### What you are asked to do
Reproduce all of the material word for word.

### Raw records
-----

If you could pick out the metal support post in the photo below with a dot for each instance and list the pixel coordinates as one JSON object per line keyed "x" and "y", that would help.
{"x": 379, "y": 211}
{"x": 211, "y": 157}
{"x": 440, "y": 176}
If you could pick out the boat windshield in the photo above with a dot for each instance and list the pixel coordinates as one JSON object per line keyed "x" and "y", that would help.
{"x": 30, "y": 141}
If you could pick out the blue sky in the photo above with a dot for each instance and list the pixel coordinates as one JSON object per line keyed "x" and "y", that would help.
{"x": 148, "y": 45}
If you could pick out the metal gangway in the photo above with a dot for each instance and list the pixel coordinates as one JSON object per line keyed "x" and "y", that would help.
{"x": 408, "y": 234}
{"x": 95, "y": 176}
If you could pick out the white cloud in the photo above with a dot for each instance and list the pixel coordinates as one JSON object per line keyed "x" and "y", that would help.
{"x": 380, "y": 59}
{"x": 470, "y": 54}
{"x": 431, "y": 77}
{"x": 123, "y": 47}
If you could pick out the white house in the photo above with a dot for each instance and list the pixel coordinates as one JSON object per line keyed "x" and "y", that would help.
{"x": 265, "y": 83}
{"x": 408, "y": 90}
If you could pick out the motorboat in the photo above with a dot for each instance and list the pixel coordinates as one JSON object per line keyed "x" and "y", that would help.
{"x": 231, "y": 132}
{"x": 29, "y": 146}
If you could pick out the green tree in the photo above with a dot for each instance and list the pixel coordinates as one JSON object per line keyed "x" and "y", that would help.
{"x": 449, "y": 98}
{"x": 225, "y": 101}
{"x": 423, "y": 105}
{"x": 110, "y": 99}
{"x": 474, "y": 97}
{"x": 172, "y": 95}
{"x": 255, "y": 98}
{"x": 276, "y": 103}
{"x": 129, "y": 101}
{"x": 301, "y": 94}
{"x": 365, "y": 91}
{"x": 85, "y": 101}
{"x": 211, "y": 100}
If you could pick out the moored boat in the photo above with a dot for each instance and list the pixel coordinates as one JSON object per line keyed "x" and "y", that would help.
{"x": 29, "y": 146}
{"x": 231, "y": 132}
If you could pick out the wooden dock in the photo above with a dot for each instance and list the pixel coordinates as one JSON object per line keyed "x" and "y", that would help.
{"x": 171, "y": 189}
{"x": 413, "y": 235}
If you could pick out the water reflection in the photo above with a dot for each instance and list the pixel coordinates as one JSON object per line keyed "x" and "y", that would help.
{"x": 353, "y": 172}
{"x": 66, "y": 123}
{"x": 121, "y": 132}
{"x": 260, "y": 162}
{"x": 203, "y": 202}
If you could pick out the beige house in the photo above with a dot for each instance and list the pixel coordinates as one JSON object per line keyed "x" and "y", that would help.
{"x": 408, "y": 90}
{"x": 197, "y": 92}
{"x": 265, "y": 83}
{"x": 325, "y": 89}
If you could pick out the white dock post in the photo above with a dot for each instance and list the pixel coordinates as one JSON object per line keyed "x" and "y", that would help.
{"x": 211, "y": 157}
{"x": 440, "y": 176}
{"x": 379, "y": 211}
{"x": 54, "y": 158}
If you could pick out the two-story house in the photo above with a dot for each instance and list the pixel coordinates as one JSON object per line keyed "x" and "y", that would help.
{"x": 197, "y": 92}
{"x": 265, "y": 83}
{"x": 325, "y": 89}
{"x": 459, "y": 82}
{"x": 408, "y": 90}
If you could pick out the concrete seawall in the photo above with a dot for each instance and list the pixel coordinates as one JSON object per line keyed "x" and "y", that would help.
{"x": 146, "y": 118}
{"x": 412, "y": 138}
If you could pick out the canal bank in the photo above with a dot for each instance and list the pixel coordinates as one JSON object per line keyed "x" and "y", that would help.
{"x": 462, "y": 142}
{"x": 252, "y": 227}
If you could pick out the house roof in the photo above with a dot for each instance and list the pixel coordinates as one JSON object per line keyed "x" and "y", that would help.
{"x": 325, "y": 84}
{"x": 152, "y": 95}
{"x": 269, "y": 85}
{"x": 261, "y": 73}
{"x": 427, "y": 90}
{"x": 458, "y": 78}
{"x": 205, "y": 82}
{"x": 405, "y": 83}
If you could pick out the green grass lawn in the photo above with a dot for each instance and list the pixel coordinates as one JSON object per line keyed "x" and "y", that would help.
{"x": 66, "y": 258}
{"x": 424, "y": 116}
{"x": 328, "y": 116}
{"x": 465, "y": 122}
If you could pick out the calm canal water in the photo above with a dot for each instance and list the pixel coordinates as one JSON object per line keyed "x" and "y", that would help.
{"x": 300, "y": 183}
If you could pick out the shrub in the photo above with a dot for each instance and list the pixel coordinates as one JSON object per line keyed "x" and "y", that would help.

-----

### Solution to this problem
If you could pick out the metal support post in the photo below with a dot for each instance and list the pixel coordinates as one JSON object per line keyed "x" and "y", that would help.
{"x": 379, "y": 211}
{"x": 211, "y": 157}
{"x": 440, "y": 176}
If you could pick out the boat windshield in the photo above with a dot for each instance and list the pixel coordinates as one JSON object per line keyed "x" and "y", that would help.
{"x": 30, "y": 141}
If you could pick out the blue sky in the photo above with a dot for each instance and list the pixel coordinates as one JSON object per line keyed "x" and "y", that would help.
{"x": 148, "y": 45}
If you could pick out the metal gangway in the photo above with a dot for each instance and list the pixel coordinates as one JSON object per line keyed "x" and "y", that would help.
{"x": 408, "y": 234}
{"x": 95, "y": 176}
If you could pick out the white cloud in the photo above with a dot for each instance and list the pixel coordinates as one JSON object per line keyed "x" and "y", that would help.
{"x": 380, "y": 59}
{"x": 470, "y": 54}
{"x": 431, "y": 77}
{"x": 123, "y": 47}
If you could pick out the white house in the photo above with a dot for each instance and list the pixel coordinates as one JSON object per line keyed "x" and "y", that would help.
{"x": 265, "y": 83}
{"x": 408, "y": 90}
If you could pick out the motorboat in the photo above with a dot for each instance and list the pixel coordinates as one JSON object per line keyed "x" and "y", that would help.
{"x": 231, "y": 132}
{"x": 29, "y": 146}
If you could pick out the green tree in the photo above with a dot for each instance and list the pixel coordinates as one JSON object per line keyed "x" and "y", that would help.
{"x": 449, "y": 98}
{"x": 225, "y": 101}
{"x": 423, "y": 105}
{"x": 110, "y": 99}
{"x": 474, "y": 97}
{"x": 172, "y": 95}
{"x": 255, "y": 98}
{"x": 276, "y": 103}
{"x": 129, "y": 101}
{"x": 301, "y": 94}
{"x": 365, "y": 91}
{"x": 85, "y": 101}
{"x": 211, "y": 100}
If you could pick out the moored boat in the photo above with a dot for each instance and list the pixel coordinates as one JSON object per line keyed "x" and "y", that would help.
{"x": 29, "y": 146}
{"x": 231, "y": 132}
If you could pick out the wooden dock in the photo above with a dot for each instance and list the pixel coordinates as one JSON object per line keyed "x" and "y", that would help.
{"x": 171, "y": 189}
{"x": 413, "y": 235}
If you could pick out the water reflection in the photo above with a dot for each instance and list the pixel coordinates as one JSON object per line keyed "x" and "y", that would help.
{"x": 353, "y": 172}
{"x": 66, "y": 123}
{"x": 121, "y": 132}
{"x": 260, "y": 162}
{"x": 203, "y": 202}
If you could pick out the beige house in the photo above with a dot for each instance and list the pixel coordinates as one JSON object per line keyed "x" and "y", that would help.
{"x": 408, "y": 90}
{"x": 197, "y": 92}
{"x": 265, "y": 83}
{"x": 325, "y": 89}
If you could pick out the white dock post in the photo above with a dot for each instance and list the pixel coordinates as one JSON object per line keyed "x" and "y", that would help.
{"x": 211, "y": 157}
{"x": 440, "y": 176}
{"x": 379, "y": 211}
{"x": 54, "y": 158}
If you could pick out the two-story house in the photo above with a dot for each instance and list the pixel coordinates as one JSON object per line keyed "x" and "y", that would help.
{"x": 197, "y": 92}
{"x": 265, "y": 83}
{"x": 325, "y": 89}
{"x": 459, "y": 82}
{"x": 408, "y": 90}
If you could pick out the concrete seawall in the photo above with a dot for each instance and list the pixel coordinates as one JSON object per line keyed "x" and "y", that would help.
{"x": 146, "y": 118}
{"x": 412, "y": 138}
If you could pick out the canal bank in the photo above with a dot for each instance and list the pixel coordinates as one JSON object per line keyed "x" and "y", that would help.
{"x": 462, "y": 142}
{"x": 252, "y": 227}
If you could pick out the house roof in the photo above with a dot for each instance and list the pixel coordinates as one JSON object per line keyed "x" and "y", that would help.
{"x": 325, "y": 84}
{"x": 152, "y": 95}
{"x": 269, "y": 85}
{"x": 261, "y": 73}
{"x": 427, "y": 90}
{"x": 458, "y": 78}
{"x": 205, "y": 82}
{"x": 405, "y": 83}
If you could pick out the green grass lawn in the photo above with a dot for each instance and list the pixel coordinates as one JSON object per line keyed "x" and "y", that would help.
{"x": 66, "y": 258}
{"x": 424, "y": 116}
{"x": 328, "y": 116}
{"x": 465, "y": 122}
If you could pick out the calm canal water in the photo above with a dot for each instance and list the pixel coordinates as one JSON object per line keyed "x" and "y", that would help.
{"x": 300, "y": 183}
If you could pick out the shrub in the photo above with a dot for each instance and list the pixel coordinates as one JSON object per line keyed "x" and "y", that would help.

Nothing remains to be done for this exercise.